- PAGE TEXT:
BelaPAN’s online newspaper, Naviny.by, was one of those blocked websites. Thus, you need to use VPN to read it, and consequently, the advertising revenue and the website traffic have significantly shortened.
BelaPAN has also lived through a police search. As a result, the work of the accounting department was stopped as all financial documents and essential computer hard drives were taken away. The search was conducted as part of the investigation against BelaPAN’s former colleague and now a media consultant Andrei Aliaksandrau who was detained on January 12 and accused of financing protests (he helped to collect the fines for those detained). You can read his story here.
Newspapers covering what is happening in the country in an unbiased manner are being denied access to printing presses and distribution among their readers. Four national newspapers, including Narodnaya Volya, KP in Belarus, Svobodnye Novosti and Belgazeta, were denied print and distribution. The official reason for the repeated breach of obligations by the state Press House is an allegedly broken printing press. However, state newspapers were printed without delay on the days of the “breakdown”.
On 1 January 2021, a local state-owned printer refused to print Brestskaya Gazeta. Negotiations with other state-owned printers failed. And since 1 February Novy Chas weekly newspaper disappeared from the state-owned monopolist Belsayuzdruk kiosks. The newspaper is now available only by subscription or in PDF format.
“What a poor picture of the world it would be, if not for the independent media”
When I ask Tanya if it is going to be any worse, she responds positively. “As long as that power is there, yes, it will get worse. Throughout these 26 years, Lukashenka has been purposefully and deliberately pressurizing the independent media, so many of them have been shut down already. It is a constant strategy of the authorities to hinder the work of the non-state media. We already had websites blocked both in 2010 and in 2014, when a new media law was introduced. This is a continuation of the authorities’ loathing for non-state journalists, but now this loathing has intensified and manifested itself in such harsh actions.”

- QUESTIONS ON THE MATERIAL:
1. In the text on Belarusian media, why did BelaPAN's accounting department stop working after the police search? Answer in one to three sentences.
2. Output the passage of the text on Belarusian media word for word, starting at "On 1 January" and ending at "in PDF format.".

- DATA:
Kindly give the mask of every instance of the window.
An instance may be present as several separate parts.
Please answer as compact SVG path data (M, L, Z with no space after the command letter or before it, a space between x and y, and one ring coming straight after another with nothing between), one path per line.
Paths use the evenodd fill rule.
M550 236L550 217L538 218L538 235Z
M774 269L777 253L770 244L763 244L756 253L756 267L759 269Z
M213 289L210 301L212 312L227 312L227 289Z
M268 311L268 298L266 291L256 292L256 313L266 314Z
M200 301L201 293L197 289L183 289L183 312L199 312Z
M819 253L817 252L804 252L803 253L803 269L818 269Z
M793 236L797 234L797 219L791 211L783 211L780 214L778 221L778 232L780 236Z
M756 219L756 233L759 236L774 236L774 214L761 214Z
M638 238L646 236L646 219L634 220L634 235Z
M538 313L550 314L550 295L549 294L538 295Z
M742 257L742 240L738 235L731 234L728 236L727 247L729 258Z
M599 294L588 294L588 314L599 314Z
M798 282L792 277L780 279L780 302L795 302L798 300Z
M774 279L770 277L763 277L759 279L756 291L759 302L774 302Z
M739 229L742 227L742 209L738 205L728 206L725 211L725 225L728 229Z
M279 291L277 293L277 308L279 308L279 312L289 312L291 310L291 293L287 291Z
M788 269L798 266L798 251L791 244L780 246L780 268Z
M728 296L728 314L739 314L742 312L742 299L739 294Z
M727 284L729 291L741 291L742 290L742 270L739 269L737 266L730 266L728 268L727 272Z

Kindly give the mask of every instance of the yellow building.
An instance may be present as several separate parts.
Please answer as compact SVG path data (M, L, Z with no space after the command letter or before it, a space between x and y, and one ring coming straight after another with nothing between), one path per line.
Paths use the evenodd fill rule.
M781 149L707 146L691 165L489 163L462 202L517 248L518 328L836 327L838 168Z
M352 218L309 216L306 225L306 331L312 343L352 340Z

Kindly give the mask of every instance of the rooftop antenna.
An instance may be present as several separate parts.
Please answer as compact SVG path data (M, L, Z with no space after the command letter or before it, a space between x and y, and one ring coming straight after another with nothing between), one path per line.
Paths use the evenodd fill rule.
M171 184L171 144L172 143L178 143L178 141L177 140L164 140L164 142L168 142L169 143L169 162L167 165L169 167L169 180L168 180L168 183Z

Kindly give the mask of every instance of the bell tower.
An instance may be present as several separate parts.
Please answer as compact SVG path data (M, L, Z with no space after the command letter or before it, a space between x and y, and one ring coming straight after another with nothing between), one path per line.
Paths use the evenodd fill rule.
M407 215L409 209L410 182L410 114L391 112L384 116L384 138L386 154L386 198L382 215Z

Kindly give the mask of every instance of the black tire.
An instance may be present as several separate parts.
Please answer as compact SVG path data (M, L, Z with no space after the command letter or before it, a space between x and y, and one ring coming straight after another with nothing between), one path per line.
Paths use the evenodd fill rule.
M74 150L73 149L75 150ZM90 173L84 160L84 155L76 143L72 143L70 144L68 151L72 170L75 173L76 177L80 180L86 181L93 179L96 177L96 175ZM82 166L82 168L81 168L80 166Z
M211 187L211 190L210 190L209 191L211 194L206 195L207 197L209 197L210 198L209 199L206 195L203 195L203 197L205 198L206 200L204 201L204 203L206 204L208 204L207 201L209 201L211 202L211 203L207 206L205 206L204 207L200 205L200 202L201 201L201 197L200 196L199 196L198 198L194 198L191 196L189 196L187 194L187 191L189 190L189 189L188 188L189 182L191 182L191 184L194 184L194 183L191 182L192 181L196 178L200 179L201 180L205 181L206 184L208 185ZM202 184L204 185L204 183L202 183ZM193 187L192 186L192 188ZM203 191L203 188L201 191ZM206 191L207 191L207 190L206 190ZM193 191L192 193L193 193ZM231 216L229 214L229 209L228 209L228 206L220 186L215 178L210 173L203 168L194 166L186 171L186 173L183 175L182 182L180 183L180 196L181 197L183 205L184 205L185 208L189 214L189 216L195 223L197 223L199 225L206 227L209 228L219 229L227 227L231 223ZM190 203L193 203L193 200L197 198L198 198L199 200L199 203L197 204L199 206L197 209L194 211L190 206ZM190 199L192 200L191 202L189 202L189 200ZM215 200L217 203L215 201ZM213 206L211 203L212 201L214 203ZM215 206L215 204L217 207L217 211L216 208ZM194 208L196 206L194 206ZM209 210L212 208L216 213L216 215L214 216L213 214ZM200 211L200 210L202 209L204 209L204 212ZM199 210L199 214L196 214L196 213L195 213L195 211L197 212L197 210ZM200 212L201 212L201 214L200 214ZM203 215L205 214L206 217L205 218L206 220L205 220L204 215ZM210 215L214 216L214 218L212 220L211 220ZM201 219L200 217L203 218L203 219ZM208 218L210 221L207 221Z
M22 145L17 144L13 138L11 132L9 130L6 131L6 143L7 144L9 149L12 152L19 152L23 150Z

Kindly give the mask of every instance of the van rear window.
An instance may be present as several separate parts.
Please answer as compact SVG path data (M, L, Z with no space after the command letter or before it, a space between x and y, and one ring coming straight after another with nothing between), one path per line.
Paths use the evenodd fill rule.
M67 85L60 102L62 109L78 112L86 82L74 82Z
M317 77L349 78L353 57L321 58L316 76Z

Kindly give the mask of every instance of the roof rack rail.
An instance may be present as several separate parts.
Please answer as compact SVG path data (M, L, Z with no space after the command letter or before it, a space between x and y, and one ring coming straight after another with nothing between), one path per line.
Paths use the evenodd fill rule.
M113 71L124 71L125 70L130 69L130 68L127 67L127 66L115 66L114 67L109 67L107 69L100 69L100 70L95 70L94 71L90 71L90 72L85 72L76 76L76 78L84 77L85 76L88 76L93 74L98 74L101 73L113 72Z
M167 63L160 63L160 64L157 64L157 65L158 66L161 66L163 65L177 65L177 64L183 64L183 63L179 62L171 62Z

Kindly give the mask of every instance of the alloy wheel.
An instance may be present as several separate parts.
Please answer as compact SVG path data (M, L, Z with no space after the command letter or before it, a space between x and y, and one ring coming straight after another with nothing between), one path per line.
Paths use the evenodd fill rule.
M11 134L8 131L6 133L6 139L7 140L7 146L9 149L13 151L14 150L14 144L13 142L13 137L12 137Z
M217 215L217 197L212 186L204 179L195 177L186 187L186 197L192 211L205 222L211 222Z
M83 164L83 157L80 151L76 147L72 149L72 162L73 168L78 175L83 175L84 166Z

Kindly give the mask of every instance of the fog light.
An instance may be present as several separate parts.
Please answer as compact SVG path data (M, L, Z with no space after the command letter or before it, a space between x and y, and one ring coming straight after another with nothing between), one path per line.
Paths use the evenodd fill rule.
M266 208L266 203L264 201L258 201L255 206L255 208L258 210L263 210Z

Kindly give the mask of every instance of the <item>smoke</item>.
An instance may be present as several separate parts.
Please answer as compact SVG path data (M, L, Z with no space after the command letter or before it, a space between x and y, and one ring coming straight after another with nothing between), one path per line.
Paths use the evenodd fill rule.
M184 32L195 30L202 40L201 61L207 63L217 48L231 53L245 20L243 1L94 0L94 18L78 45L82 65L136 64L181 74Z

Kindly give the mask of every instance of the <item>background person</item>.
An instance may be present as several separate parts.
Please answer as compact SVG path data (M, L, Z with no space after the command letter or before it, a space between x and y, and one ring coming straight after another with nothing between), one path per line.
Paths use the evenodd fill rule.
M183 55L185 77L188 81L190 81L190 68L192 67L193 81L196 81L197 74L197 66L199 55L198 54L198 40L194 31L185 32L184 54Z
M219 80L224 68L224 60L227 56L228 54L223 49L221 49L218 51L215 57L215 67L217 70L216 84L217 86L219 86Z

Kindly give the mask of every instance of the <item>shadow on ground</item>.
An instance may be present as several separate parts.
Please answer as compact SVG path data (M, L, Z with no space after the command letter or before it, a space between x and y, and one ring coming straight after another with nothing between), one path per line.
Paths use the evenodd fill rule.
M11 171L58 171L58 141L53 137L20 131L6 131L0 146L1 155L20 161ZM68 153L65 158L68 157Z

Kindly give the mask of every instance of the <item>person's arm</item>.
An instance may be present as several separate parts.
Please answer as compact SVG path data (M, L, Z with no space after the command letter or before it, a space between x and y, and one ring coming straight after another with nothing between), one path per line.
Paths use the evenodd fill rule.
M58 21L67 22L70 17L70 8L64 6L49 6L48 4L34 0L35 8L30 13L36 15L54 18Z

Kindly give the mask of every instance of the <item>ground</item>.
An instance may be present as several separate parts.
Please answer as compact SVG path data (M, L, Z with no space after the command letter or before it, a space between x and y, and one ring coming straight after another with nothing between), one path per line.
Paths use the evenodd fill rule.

- TASK RESPONSES:
1. The police took away all of BelaPAN's financial documents and essential computer hard drives during the search.

2.
On 1 January 2021, a local state-owned printer refused to print Brestskaya Gazeta. Negotiations with other state-owned printers failed. And since 1 February Novy Chas weekly newspaper disappeared from the state-owned monopolist Belsayuzdruk kiosks. The newspaper is now available only by subscription or in PDF format.